§ GIVEN INSTRUCTION 1: In the listing below, rewrite the stretch from the line that contains "Where can you see the airport" through the line that contains "point(994, 379)", replacing "aircraft wheel" with "landing gear wheel" and changing nothing else. Return only those lines.
— start QUOTED PASSAGE —
Quotable Kids...including Bristol Palin?

The weather is warmer, the trees are in bloom and we're down to a manageable 25ish days of school left. The kids are antsy. Today we gave new seats in my algebra classes and there was the expected amount of b-ing and m-ing. But I got a chuckle when one kid complained about having to sit in the front row and now he couldn't sleep, and one of the other kids shouted out, "First world problem!". So what, if it's a stale internet meme. Still funny in the moment.

But later this afternoon, my friend emailed me a link to Bristol Palin's blog, where she commented on President Obama's remarks on gay marriage. So, there's going to be 14 bazillion comments on that post by tomorrow, and I'm not going to link from here, because I think it's probably inflammatory on purpose.

Her general point was that President Obama was swayed into his position by influence from his children, and that was somehow wrong because "...there's also a time when dads simply need to be dads..." and presumably he should have set them straight. Point their moral compass or something, as perhaps Bristol wishes her own father did (ahem, unwed teen mom, ahem).

Marriage can be a great and sacred thing. I've been married almost 9 years, and we have plenty of greatness and sanctity in our relationship. And plenty of hardship and turmoil and fighting and making up. Because marriage is hard. I hope that I do a good job of modeling marriage for my daughter and that our family is one of many models that she will be witness to growing up.
— end QUOTED PASSAGE —
— start RAW DATA —
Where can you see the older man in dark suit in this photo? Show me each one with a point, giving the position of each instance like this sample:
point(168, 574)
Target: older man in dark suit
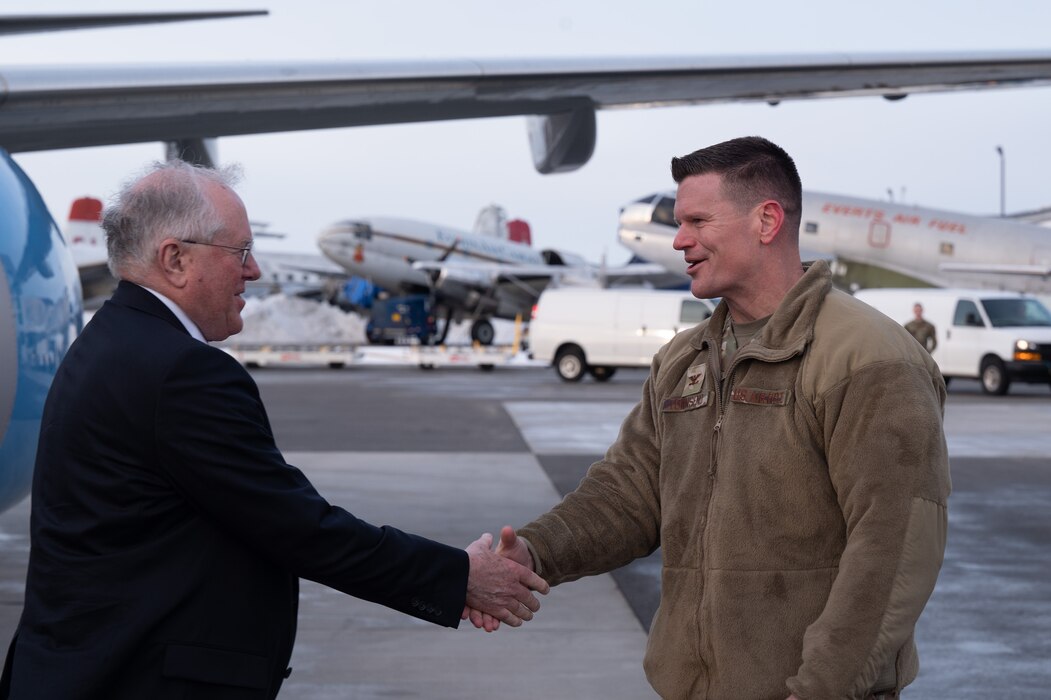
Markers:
point(168, 534)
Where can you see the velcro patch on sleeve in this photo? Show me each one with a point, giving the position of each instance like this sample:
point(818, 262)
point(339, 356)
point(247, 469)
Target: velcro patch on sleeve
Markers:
point(761, 396)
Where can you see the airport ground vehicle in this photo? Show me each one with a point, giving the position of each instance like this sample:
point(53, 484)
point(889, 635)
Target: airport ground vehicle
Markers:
point(595, 331)
point(994, 336)
point(399, 320)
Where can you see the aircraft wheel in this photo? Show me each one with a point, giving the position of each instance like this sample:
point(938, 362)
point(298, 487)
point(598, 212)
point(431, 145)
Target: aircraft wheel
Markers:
point(570, 364)
point(481, 332)
point(994, 379)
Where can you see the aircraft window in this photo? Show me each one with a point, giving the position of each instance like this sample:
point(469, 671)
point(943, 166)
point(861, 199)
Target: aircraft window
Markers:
point(664, 211)
point(967, 314)
point(1005, 312)
point(694, 312)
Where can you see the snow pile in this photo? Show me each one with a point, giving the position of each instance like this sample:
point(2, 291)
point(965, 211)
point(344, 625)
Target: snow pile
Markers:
point(281, 320)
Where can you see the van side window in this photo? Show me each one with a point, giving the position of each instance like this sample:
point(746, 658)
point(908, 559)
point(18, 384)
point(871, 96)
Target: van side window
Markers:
point(694, 312)
point(967, 314)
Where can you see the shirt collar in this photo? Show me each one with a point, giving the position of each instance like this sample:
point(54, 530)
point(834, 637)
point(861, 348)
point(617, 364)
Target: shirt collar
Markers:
point(191, 327)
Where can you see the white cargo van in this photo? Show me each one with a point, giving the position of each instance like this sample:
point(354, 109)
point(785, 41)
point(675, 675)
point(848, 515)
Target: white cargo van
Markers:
point(585, 330)
point(995, 336)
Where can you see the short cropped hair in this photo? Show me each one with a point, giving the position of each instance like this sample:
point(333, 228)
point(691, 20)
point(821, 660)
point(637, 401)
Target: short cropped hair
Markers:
point(753, 169)
point(166, 201)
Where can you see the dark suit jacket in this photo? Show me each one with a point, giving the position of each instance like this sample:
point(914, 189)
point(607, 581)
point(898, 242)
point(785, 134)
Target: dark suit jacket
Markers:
point(168, 533)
— end RAW DATA —
§ GIVEN INSTRUCTION 2: Copy the stretch of the blog post above from "Marriage can be" through "to growing up." word for word.

§ TASK RESULT 1:
Where can you see the airport ground vehicle in this photo? Show me each one with a point, giving the position of each instance like this sample:
point(53, 484)
point(889, 635)
Target: airport ground vehicle
Markers:
point(595, 331)
point(994, 336)
point(399, 320)
Where can you see the landing gear wheel in this photo? Show me each one with a point, giving the position of each instance like this sample:
point(938, 362)
point(298, 487)
point(598, 212)
point(431, 145)
Target: landing gear wheel
Markers:
point(570, 364)
point(481, 332)
point(994, 379)

§ TASK RESULT 2:
Marriage can be a great and sacred thing. I've been married almost 9 years, and we have plenty of greatness and sanctity in our relationship. And plenty of hardship and turmoil and fighting and making up. Because marriage is hard. I hope that I do a good job of modeling marriage for my daughter and that our family is one of many models that she will be witness to growing up.